__PROBLEM TO SOLVE__: All of the entries below should be printed exactly; the pictures are to be left out.

[[ SUPPLIED DATA open ]]

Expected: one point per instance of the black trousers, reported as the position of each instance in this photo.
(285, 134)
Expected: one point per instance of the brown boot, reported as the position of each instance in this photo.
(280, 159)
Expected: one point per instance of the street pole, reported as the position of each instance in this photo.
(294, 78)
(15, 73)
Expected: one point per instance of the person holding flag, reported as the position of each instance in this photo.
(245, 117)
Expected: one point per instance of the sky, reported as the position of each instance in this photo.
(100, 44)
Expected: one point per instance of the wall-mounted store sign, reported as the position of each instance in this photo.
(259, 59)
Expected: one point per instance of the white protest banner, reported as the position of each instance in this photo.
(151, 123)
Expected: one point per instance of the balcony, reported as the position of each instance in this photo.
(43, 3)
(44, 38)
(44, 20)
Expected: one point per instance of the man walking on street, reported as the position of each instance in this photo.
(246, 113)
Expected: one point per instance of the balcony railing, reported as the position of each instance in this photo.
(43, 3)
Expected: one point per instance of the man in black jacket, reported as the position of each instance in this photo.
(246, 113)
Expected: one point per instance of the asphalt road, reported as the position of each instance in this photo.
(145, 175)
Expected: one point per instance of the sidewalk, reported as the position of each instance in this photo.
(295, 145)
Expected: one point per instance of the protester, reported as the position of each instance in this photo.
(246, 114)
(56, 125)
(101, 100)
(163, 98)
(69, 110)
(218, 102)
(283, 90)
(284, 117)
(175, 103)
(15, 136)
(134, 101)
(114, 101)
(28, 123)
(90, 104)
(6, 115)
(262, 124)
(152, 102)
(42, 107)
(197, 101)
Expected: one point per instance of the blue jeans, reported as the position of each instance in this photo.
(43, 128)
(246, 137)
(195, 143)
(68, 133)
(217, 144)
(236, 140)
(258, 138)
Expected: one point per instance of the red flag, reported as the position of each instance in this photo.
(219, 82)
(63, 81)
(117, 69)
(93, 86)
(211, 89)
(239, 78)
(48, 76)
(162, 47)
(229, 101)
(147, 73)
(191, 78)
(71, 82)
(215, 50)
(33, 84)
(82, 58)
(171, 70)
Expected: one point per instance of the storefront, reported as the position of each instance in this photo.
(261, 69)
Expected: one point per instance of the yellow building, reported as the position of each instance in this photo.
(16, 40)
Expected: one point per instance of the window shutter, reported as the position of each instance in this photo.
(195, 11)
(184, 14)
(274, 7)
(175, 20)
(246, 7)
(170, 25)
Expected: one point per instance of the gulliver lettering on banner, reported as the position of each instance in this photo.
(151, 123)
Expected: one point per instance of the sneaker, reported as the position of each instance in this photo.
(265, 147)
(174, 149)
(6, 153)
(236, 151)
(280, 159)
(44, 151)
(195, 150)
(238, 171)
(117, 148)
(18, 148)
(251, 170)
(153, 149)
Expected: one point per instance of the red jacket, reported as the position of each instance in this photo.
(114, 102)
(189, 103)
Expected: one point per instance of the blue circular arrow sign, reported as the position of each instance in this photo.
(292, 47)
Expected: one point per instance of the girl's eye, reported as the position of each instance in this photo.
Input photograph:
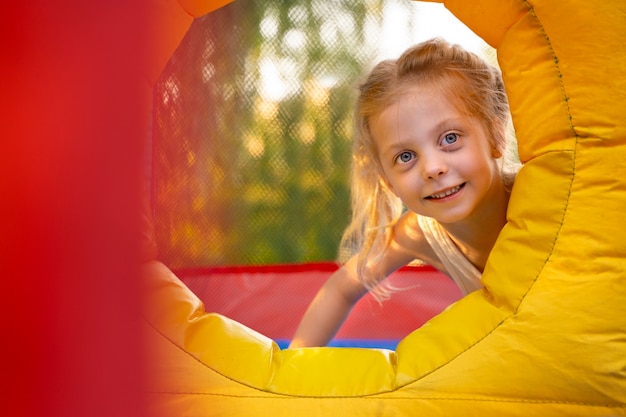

[[ SUPPLIED DATA closed ]]

__TASK RESULT__:
Expected: one point per instance of the black trousers, reported as the position of each instance in this photo.
(285, 134)
Expected: one point per instance of the brown boot, reported as the position of each instance in this photo.
(280, 159)
Expected: one point per instance of the street pole, reported as the position of each instance in this photo.
(294, 78)
(15, 73)
Expected: one point per instance of the person holding flag, reported as the position of each instance in this photo.
(245, 117)
Expected: one point per instance of the sky, reported as the position of each instance in this photo.
(100, 44)
Expected: one point per instance of the wall-mounted store sign, reported as the position of each instance in this photo.
(259, 59)
Expected: one point per instance of the white protest banner, reported as the position of each instance in this photo.
(151, 123)
Expected: one point per instance of the balcony, reported as the position of each instance in this photo.
(43, 3)
(44, 38)
(44, 20)
Expected: one point per instance of the man walking on street, reported as the position of each instance in this photo.
(246, 113)
Expected: one point per instance of the balcony railing, reported as the position of each instance in this photo.
(43, 3)
Expected: one point per instance of the man in black jacket, reported as the position of each instance in this photo.
(246, 113)
Expected: one point per instance of the asphalt road, reported as the position of each instance in this photo.
(145, 175)
Expected: one point per instance of the sidewalk, reported as the position of each instance in this photo.
(295, 145)
Expected: one point per instance of the protester, reported as the position of each instance in this photo.
(246, 114)
(56, 125)
(101, 100)
(163, 98)
(69, 110)
(218, 102)
(283, 90)
(284, 117)
(175, 103)
(15, 136)
(134, 101)
(114, 101)
(28, 123)
(90, 104)
(6, 115)
(262, 124)
(152, 102)
(42, 107)
(197, 101)
Expected: one point per instance of the blue jeans, reported as the position of each instance in this photo.
(43, 128)
(246, 137)
(195, 143)
(68, 133)
(217, 144)
(236, 140)
(258, 138)
Expected: one point per instance of the red flag, reported as the position of each instance in this photo.
(219, 82)
(63, 81)
(117, 69)
(93, 86)
(211, 89)
(239, 78)
(48, 76)
(162, 47)
(229, 101)
(147, 73)
(191, 78)
(71, 82)
(215, 50)
(33, 84)
(82, 58)
(171, 70)
Expected: one point per instance of the storefront, reported as the position of each instance in this photo.
(261, 69)
Expected: one point per instance of the yellow building, reported as the position of each instance in this photo.
(16, 40)
Expected: one point per instance of the window shutter, reported as the position of each instance in this photo.
(195, 11)
(184, 14)
(274, 7)
(175, 20)
(246, 7)
(170, 25)
Expected: one point per instance of the gulliver lettering on banner, reported as the position of each instance in this photo.
(151, 123)
Expected: one point per instance of the sneaker, reported as the position of each instance in this photo.
(265, 147)
(174, 149)
(6, 153)
(236, 151)
(280, 159)
(44, 151)
(195, 150)
(238, 171)
(117, 148)
(18, 148)
(251, 170)
(153, 149)
Expected: one point per instance of the red jacket, reported as the position of each instance in this photo.
(114, 102)
(189, 103)
Expected: one point per instance of the blue circular arrow sign, reported as the position of each instance in this photo.
(292, 47)
Expected: one point per instance of the girl's eye, reported as the position of each instance in this photo.
Input photograph:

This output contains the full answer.